* BEGIN *

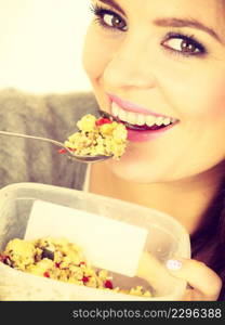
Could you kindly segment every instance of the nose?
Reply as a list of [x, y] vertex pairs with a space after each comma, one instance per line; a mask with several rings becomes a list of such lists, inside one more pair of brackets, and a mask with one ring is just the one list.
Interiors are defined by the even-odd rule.
[[104, 82], [109, 89], [155, 87], [153, 53], [146, 39], [128, 37], [117, 47], [104, 70]]

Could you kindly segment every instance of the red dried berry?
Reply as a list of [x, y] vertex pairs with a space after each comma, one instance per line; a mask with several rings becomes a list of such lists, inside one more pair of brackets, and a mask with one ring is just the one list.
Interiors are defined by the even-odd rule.
[[58, 154], [66, 154], [66, 150], [59, 150], [57, 152], [58, 152]]
[[43, 276], [50, 277], [50, 273], [47, 271], [47, 272], [43, 273]]
[[114, 286], [112, 286], [112, 283], [111, 283], [110, 280], [106, 280], [106, 282], [105, 282], [105, 288], [114, 289]]
[[89, 282], [89, 277], [90, 277], [90, 276], [83, 276], [83, 277], [82, 277], [82, 282], [83, 282], [83, 283]]
[[5, 263], [8, 259], [10, 260], [8, 255], [0, 255], [0, 262]]
[[106, 118], [106, 117], [102, 117], [102, 118], [100, 118], [95, 121], [96, 127], [100, 127], [100, 126], [103, 126], [103, 125], [106, 125], [106, 123], [112, 123], [112, 121], [109, 118]]
[[81, 265], [85, 265], [85, 262], [80, 262], [79, 266], [81, 266]]

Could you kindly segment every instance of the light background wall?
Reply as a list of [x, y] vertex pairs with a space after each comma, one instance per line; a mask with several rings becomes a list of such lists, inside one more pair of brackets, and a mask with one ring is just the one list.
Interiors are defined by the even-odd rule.
[[0, 0], [0, 88], [90, 90], [82, 68], [89, 0]]

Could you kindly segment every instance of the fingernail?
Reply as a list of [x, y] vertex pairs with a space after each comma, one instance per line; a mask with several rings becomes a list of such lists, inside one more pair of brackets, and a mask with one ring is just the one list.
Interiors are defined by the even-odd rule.
[[168, 260], [166, 263], [167, 268], [172, 271], [182, 269], [182, 262], [177, 260]]

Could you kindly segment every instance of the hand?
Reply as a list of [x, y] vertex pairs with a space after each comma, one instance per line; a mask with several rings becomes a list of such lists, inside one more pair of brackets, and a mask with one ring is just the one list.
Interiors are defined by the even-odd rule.
[[169, 260], [167, 266], [172, 275], [186, 280], [189, 285], [182, 300], [217, 300], [222, 280], [204, 263], [190, 259], [178, 259]]
[[[153, 288], [163, 291], [164, 283], [175, 277], [185, 280], [188, 288], [181, 300], [217, 300], [222, 281], [204, 263], [190, 259], [169, 260], [167, 268], [151, 253], [142, 253], [136, 275], [145, 278]], [[173, 285], [173, 284], [172, 284]]]

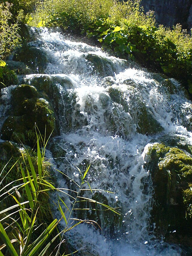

* END *

**What is required**
Write out all the rows above as a numbered list, skipping blank lines and leaving out the pictures.

**Answer to the problem**
1. Could you kindly segment every instance of the nose?
2. Reply as a list of [x, y] vertex pairs with a space after each comma, one instance per line; a mask with several rings becomes a list of such lists, inside one more pair of brackets, and a mask with one ring is just the one list.
3. Interiors are defined by the even-odd rule.
4. [[104, 82], [109, 89], [155, 87], [153, 53], [146, 39], [128, 37], [117, 47], [104, 70]]
5. Could you kindly segment every instance of the red dried berry?
6. Reply as a list of [x, y] vertex pairs with a space after each comma, one instance per line; a mask with several rings becomes a list of such lists, inside one more pair of brackets, and a mask with one ring is just the one list.
7. Interiors are defined by the even-odd rule.
8. [[58, 154], [66, 154], [66, 150], [59, 150], [57, 152], [58, 152]]
9. [[43, 276], [50, 277], [50, 273], [47, 271], [47, 272], [43, 273]]
10. [[114, 286], [112, 286], [112, 283], [111, 283], [110, 280], [106, 280], [106, 282], [105, 282], [105, 288], [114, 289]]
11. [[89, 282], [89, 277], [90, 277], [90, 276], [83, 276], [83, 277], [82, 277], [82, 282], [83, 282], [83, 283]]
12. [[5, 263], [8, 259], [10, 260], [8, 255], [0, 255], [0, 262]]
13. [[106, 118], [106, 117], [102, 117], [102, 118], [100, 118], [95, 121], [96, 127], [100, 127], [100, 126], [103, 126], [103, 125], [106, 125], [106, 123], [112, 123], [112, 121], [109, 118]]
14. [[81, 265], [85, 265], [85, 262], [80, 262], [79, 266], [81, 266]]
15. Could you kindly segment every instance of the light background wall?
16. Reply as a list of [x, y] vertex pairs with a space after each comma, one instance per line; a mask with several rings becomes a list of such lists, inside one more pair of brackets, and a mask with one ring is just the one list.
17. Interiors are defined by the even-odd rule.
18. [[0, 0], [0, 88], [90, 90], [82, 68], [89, 0]]
19. Could you kindly segment every instance of the fingernail?
20. Reply as a list of [x, y] vertex pairs with a space after each comma, one instance per line; a mask with several rings becomes a list of such lists, inside one more pair of brackets, and a mask with one ring is just the one list.
21. Interiors are defined by the even-odd rule.
22. [[168, 260], [166, 263], [167, 268], [172, 271], [182, 269], [182, 262], [177, 260]]
23. Could you kindly segment every instance of the hand?
24. Reply as a list of [x, y] vertex pairs with a space after each comma, one instance per line; a mask with several rings becomes a list of such lists, inside one more pair of brackets, and a mask with one ring is just the one list.
25. Interiors are defined by the even-odd rule.
26. [[169, 260], [167, 266], [172, 275], [186, 280], [189, 285], [182, 300], [217, 300], [222, 280], [204, 263], [190, 259], [178, 259]]
27. [[[153, 288], [163, 291], [164, 283], [175, 277], [185, 280], [188, 288], [181, 300], [217, 300], [222, 281], [204, 263], [190, 259], [169, 260], [167, 268], [151, 253], [142, 253], [136, 275], [145, 278]], [[173, 285], [173, 284], [172, 284]]]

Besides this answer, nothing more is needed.